Can you quote the article on immigration controls word for word, from "I am not suggesting" up to and including "common such objections."?
:: Source extract ::
THE ETHICS OF IMMIGRATION CONTROLS

FECL 31 (February 1995)

That the rights of asylum seekers in Europe need to be defended more vigorously than at present would probably be accepted by almost all development NGOs, and by a sizeable minority of the general public. But an even more fundamental issue is whether development NGOs should question the ethics of global immigration controls in general, and not just the barriers to the movement of those fleeing from persecution. Could it not be argued that immigration restrictions constitute a form of "global apartheid", ensuring that poorer sections of world society are prevented, by legal and physical force, from sharing in total world riches? The following article by Andy Storey seeks to develop this theme, by arguing that immigration controls are based on dubious ethical and practical foundations, and that NGOs should be more willing than hitherto to challenge their validity. The author is research adviser with the Irish NGO Trocaire, though the views in this article are expressed in a personal capacity.

In her most recent book on the debt crisis - The Debt Boomerang: How Third World Debt Harms Us All1) - Susan George discusses its cost for the "First World" through the impact of "boomerangs" like the lost market opportunities and global environment destruction. One chapter argues that the "First World" will, to a certain extent, also pay a price for continued debt and underdeve-lopment in the "Third World" in the form of influxes of poor, would-be immigrants seeking to escape poverty in their own countries.

While George is certainly correct in her identification of this "boomerang" effect, my central problem with her approach to the immigration issue relates to the very legitimacy of immigration control. Her views are encapsulated in her statement that:

The right-wing, knee-jerk "we shall fight them on the beaches" riposte is as inappropriate as the "liberal" or "progressive" notion that the rich countries can somehow maintain open borders2).

The notion that the rich countries cannot (and should not) allow free entry to anyone and everyone would probably be accepted by many commentators. Most lobbying on the issue of immigration by human rights groups focuses on the need to afford protection to "genuine" asylum-seekers, who should be let in, as opposed to "economic migrants", who simply want a better life and who, according to many, should be excluded.

I am not suggesting that lobbying for the rights of asylum seekers is not a necessary and practical activity. My point is that it can legitimately be argued that everyone in the South has a right to a better life, and the North has no right to deny access to it, wherever it may be found.

This position, of course, rests upon a strong (and openly idealist) assumption. Others may disagree with it, and thus reject the substance of my argument. But such disagreement would at least bring differences in underlying value judgements to the fore. At present, most objections to freedom of movement are assumed to be so self-evidently valid that the values on which they rest are never seriously examined. I will now look at four of the most common such objections.

  1. The "decent living" argument

When former French premier Michel Rocard said: "We can't take in the whole of the world's misery", he was, according to Susan George, "speaking the literal truth"3). Susan George argues that further immigration would make it difficult to "ensure a decent living . . . for those immigrants who are already in the North". But how does one define a "decent living"? Average GNP per capita is US$80 in Mozambique, compared with US$ 17,820 in France (though immigrants, of course, usually earn much less). If people in Mozambique are expected to live (or die) on such a small sum, then the argument that France could not ensure a "decent living" (by the standards of the poorest countries of the world) for a greatly increased population starts to look a little threadbare.
:::
:: Data extract ::
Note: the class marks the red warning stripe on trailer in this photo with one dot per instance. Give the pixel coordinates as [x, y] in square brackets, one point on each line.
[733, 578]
:::
:: Data extract ::
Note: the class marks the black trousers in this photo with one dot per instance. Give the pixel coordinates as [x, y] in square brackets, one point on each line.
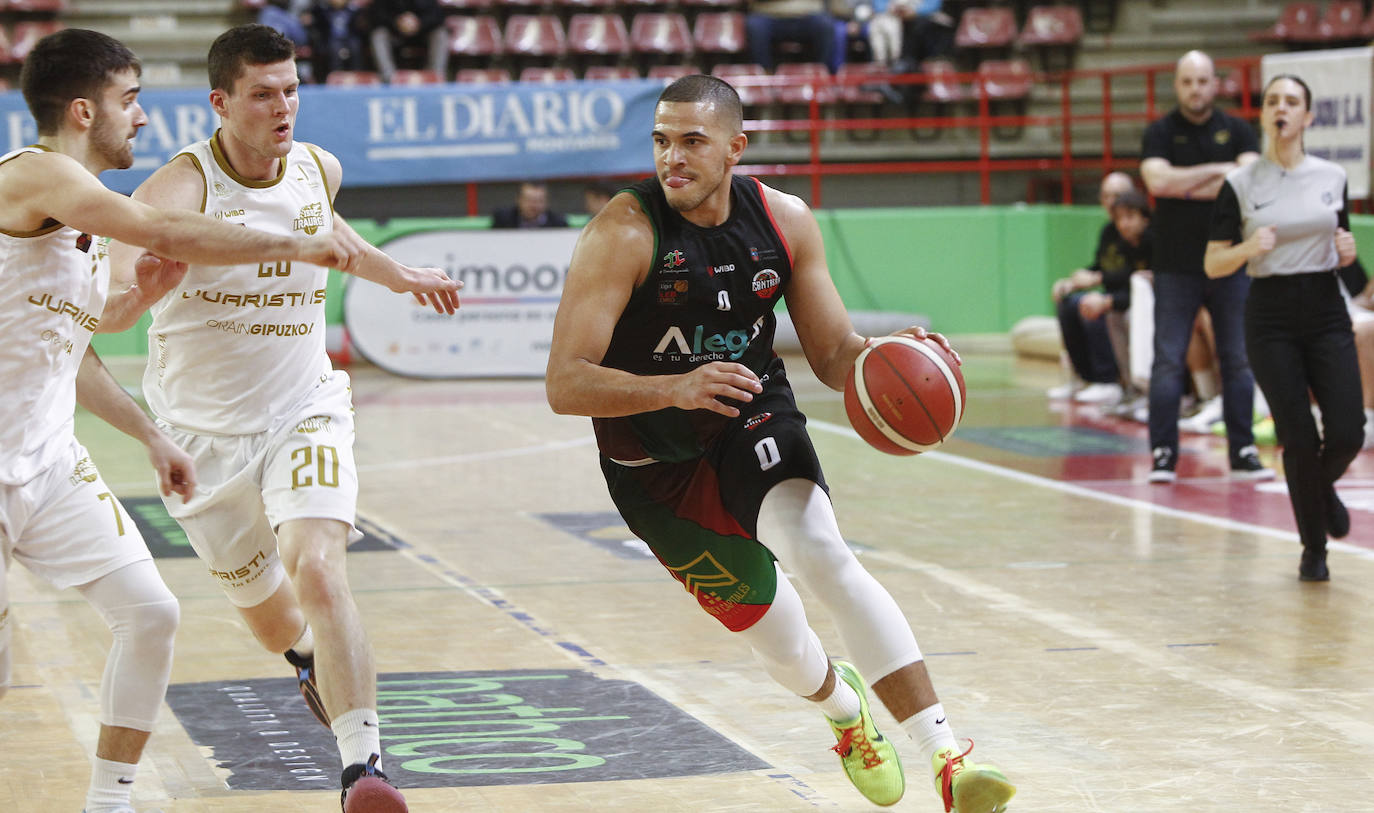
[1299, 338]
:::
● **Answer for the task**
I am not suggesting that lobbying for the rights of asylum seekers is not a necessary and practical activity. My point is that it can legitimately be argued that everyone in the South has a right to a better life, and the North has no right to deny access to it, wherever it may be found.

This position, of course, rests upon a strong (and openly idealist) assumption. Others may disagree with it, and thus reject the substance of my argument. But such disagreement would at least bring differences in underlying value judgements to the fore. At present, most objections to freedom of movement are assumed to be so self-evidently valid that the values on which they rest are never seriously examined. I will now look at four of the most common such objections.